### [Extracted entries]
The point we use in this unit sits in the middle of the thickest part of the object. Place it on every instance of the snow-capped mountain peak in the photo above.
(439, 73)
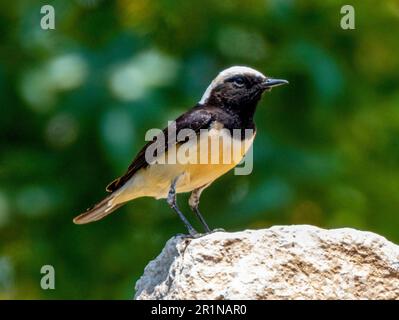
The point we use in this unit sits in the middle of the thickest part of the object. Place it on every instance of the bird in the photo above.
(227, 106)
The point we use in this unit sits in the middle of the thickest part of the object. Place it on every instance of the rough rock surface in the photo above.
(282, 262)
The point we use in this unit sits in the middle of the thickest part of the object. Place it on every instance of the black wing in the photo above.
(195, 119)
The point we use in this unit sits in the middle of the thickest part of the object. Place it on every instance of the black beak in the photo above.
(270, 83)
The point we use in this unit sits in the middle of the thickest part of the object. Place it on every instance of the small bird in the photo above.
(228, 105)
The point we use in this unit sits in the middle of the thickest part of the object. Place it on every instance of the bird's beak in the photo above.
(269, 83)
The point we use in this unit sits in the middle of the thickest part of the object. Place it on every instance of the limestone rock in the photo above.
(282, 262)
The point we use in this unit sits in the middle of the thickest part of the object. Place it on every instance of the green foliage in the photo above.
(76, 102)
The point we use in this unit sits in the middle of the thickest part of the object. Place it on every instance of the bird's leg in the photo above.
(194, 203)
(173, 204)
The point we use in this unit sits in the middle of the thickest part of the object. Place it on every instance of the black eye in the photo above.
(239, 81)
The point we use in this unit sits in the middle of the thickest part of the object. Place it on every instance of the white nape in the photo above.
(227, 73)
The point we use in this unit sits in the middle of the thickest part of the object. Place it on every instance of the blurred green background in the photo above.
(77, 101)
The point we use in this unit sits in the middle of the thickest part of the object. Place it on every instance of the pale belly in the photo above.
(201, 164)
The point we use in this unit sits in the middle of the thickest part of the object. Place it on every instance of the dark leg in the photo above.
(173, 204)
(194, 203)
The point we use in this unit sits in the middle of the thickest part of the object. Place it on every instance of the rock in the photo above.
(282, 262)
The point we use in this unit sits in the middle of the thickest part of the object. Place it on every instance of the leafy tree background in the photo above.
(77, 101)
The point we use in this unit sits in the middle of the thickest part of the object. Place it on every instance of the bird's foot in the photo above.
(218, 230)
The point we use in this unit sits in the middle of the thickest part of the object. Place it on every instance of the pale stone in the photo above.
(282, 262)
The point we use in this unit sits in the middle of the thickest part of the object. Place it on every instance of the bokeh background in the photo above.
(77, 101)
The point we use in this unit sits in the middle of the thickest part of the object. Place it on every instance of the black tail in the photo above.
(99, 211)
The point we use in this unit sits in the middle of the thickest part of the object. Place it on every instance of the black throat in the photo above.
(235, 115)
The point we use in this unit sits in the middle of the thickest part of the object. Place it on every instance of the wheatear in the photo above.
(227, 107)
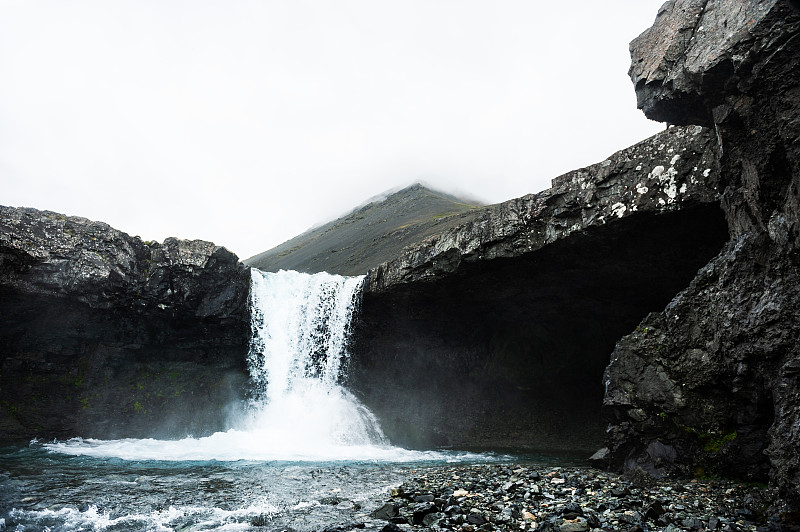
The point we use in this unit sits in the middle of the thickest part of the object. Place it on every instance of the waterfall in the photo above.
(298, 350)
(299, 409)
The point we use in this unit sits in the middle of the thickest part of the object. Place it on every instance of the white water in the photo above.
(300, 411)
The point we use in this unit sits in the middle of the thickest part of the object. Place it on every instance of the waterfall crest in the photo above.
(300, 327)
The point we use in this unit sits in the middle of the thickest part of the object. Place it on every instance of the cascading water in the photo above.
(306, 440)
(300, 325)
(299, 409)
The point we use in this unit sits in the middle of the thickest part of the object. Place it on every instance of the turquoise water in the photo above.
(43, 489)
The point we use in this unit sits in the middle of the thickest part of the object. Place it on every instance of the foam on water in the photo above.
(300, 410)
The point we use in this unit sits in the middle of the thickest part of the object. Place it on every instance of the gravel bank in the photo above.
(569, 499)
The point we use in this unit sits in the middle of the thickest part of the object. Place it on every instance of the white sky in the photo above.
(246, 122)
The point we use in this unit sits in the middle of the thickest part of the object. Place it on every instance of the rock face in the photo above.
(713, 381)
(105, 335)
(496, 333)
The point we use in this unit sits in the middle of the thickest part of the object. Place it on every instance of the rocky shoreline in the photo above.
(487, 497)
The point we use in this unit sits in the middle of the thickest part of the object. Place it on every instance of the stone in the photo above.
(107, 336)
(386, 512)
(609, 242)
(578, 525)
(715, 371)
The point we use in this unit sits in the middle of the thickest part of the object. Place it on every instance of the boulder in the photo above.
(714, 375)
(105, 335)
(496, 333)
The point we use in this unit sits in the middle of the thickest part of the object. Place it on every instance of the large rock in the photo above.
(496, 333)
(714, 376)
(105, 335)
(669, 172)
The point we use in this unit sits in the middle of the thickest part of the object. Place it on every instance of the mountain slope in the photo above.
(370, 235)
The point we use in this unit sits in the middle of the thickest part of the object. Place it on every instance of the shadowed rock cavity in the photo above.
(712, 380)
(103, 335)
(497, 333)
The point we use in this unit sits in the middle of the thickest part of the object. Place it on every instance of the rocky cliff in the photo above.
(712, 383)
(497, 332)
(105, 335)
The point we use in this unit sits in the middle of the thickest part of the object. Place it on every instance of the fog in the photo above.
(247, 122)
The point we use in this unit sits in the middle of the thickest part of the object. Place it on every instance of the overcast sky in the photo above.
(247, 122)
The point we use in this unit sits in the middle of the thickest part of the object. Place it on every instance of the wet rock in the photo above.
(713, 376)
(641, 506)
(386, 512)
(610, 243)
(105, 335)
(346, 527)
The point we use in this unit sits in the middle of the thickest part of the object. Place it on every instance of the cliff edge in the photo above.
(712, 383)
(104, 335)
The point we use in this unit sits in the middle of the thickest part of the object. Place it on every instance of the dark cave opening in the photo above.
(509, 353)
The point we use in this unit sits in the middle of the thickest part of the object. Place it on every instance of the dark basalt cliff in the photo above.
(497, 332)
(105, 335)
(712, 383)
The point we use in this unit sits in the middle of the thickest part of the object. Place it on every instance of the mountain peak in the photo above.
(371, 234)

### [Task statement]
From the first record to the last, print everything again exactly, without pictures.

### [Final answer]
The point we use in this unit sits in the middle of the thickest part of the object. Place it on every instance of the snow-capped mountain peak in the photo above.
(439, 73)
The point we use in this unit sits in the middle of the thickest part of the object. Place it on every instance of the bird in the photo above.
(227, 106)
The point we use in this unit sits in the middle of the thickest part of the object. Place it on every instance of the rough rock surface in the photo above.
(282, 262)
The point we use in this unit sits in the middle of the thickest part of the object. Place it on every instance of the black wing in the photo above.
(195, 119)
The point we use in this unit sits in the middle of the thickest part of the object. Place it on every instance of the black beak in the photo above.
(270, 83)
The point we use in this unit sits in the middle of the thickest part of the object. Place it on every instance of the small bird in the photo above.
(228, 105)
The point we use in this unit sits in the middle of the thickest part of the object. Place it on every instance of the bird's beak in the photo above.
(269, 83)
The point we use in this unit sits in the middle of the thickest part of the object. Place it on every instance of the limestone rock in the photo above.
(282, 262)
The point we use in this unit sits in the middle of the thickest part of the object. Place it on every instance of the green foliage in the photo above.
(76, 102)
The point we use in this unit sits in the middle of the thickest part of the object. Place it on every instance of the bird's leg in the photo above.
(194, 203)
(173, 204)
The point we use in this unit sits in the middle of the thickest part of the object. Place it on every instance of the black eye in the photo above.
(239, 81)
The point we use in this unit sits in the middle of the thickest part of the object. Place it on every instance of the white nape in the photo above.
(227, 73)
The point we use in this unit sits in the middle of the thickest part of the object. Place it on every instance of the blurred green background in the photo above.
(77, 101)
The point we use in this unit sits in the middle of the thickest part of the object. Place it on every instance of the pale belly in the photo above.
(201, 164)
The point we use in this unit sits in the middle of the thickest part of the object. Place it on every instance of the dark leg in the photo above.
(173, 204)
(194, 203)
The point we use in this unit sits in the middle of the thickest part of the object. Place it on every instance of the rock in the photo above.
(282, 262)
The point we use in this unit sits in the middle of the thickest part of the object. Place it on every instance of the leafy tree background in the photo above.
(77, 101)
The point we use in this unit sits in the middle of the thickest part of the object. Place it on every instance of the bird's foot in the photo above.
(218, 230)
The point we use in this unit sits in the middle of the thickest part of the object. Place it on every instance of the pale stone in the photo above.
(282, 262)
The point we use in this unit sits in the middle of the thickest part of the object. Place it on every instance of the bokeh background in the photo above.
(77, 101)
The point we use in this unit sits in the middle of the thickest part of the object. Place it on every instance of the black tail in the photo above.
(99, 211)
The point we use in this unit sits in the middle of the thickest part of the object. Place it on every instance of the black throat in the photo above.
(235, 115)
The point we use in this unit sits in the middle of the thickest part of the object. Place it on every instance of the wheatear in the photo above.
(227, 107)
The point we use in this unit sits in the middle of the thickest part of the object. Place it on every instance of the waterfall in the photo above.
(298, 350)
(299, 409)
The point we use in this unit sits in the middle of the thickest part of the object. Place it on every instance of the white water in the photo above.
(300, 411)
The point we use in this unit sits in the middle of the thickest part of the object. Place it on every instance of the waterfall crest in the photo above.
(300, 327)
The point we use in this unit sits in the middle of the thickest part of the object. Place it on every instance of the cascading water in the photo above.
(306, 440)
(300, 325)
(299, 409)
The point we use in this unit sits in the middle of the thickest part of the object. Place it on every instance of the turquoise water in the photo above.
(43, 489)
The point we use in this unit sits in the middle of the thickest part of the object. Place it on every instance of the foam on water in the photo above.
(300, 410)
The point we use in this unit sits in the middle of the thickest part of the object. Place it on every instance of the gravel bank in the photo above.
(569, 499)
The point we use in this unit sits in the middle of the thickest part of the object. Place it on every instance of the white sky in the photo above.
(246, 122)
The point we use in this unit sits in the middle of the thickest part of the object. Place it on every instance of the rock face in the photo above.
(713, 381)
(105, 335)
(496, 333)
The point we use in this unit sits in the middle of the thickest part of the object. Place it on every instance of the rocky shoreline in the photo above.
(487, 497)
The point we use in this unit sits in the middle of the thickest part of the object. Place it on every instance of the stone in the photo above.
(107, 336)
(386, 512)
(609, 242)
(578, 525)
(715, 371)
The point we use in this unit sits in the middle of the thickest part of the object. Place it on every instance of the boulder in the photo above.
(714, 375)
(105, 335)
(496, 333)
The point we use in this unit sits in the middle of the thickest part of the object. Place it on every instance of the large rock in the photo above.
(496, 333)
(714, 376)
(105, 335)
(669, 172)
The point we use in this unit sits in the middle of the thickest part of the object. Place it on every instance of the mountain slope in the photo above.
(370, 235)
The point we use in this unit sits in the middle of the thickest part of the object. Place it on every instance of the shadowed rock cavity in the photo above.
(712, 380)
(103, 335)
(497, 333)
The point we use in this unit sits in the middle of the thickest part of the object. Place it on every instance of the rocky cliff in the photo above.
(712, 383)
(497, 332)
(105, 335)
The point we use in this unit sits in the middle of the thickest part of the object. Place it on every instance of the fog in the photo above.
(247, 122)
The point we use in this unit sits in the middle of the thickest part of the object. Place it on every instance of the overcast sky in the photo above.
(247, 122)
The point we use in this unit sits in the middle of the thickest part of the object. Place it on every instance of the wet rock in the photo above.
(713, 376)
(641, 506)
(386, 512)
(610, 243)
(105, 335)
(346, 527)
The point we use in this unit sits in the middle of the thickest part of the object. Place it on every instance of the cliff edge in the photo above.
(712, 383)
(104, 335)
The point we use in this unit sits in the middle of the thickest part of the object. Place it on every instance of the dark cave opening in the photo above.
(509, 353)
The point we use in this unit sits in the middle of the thickest part of the object. Place it on every instance of the dark basalt cliff in the photo above.
(497, 332)
(105, 335)
(712, 383)
The point we use in this unit sits in the middle of the thickest part of the object. Place it on every instance of the mountain peak in the photo above.
(371, 234)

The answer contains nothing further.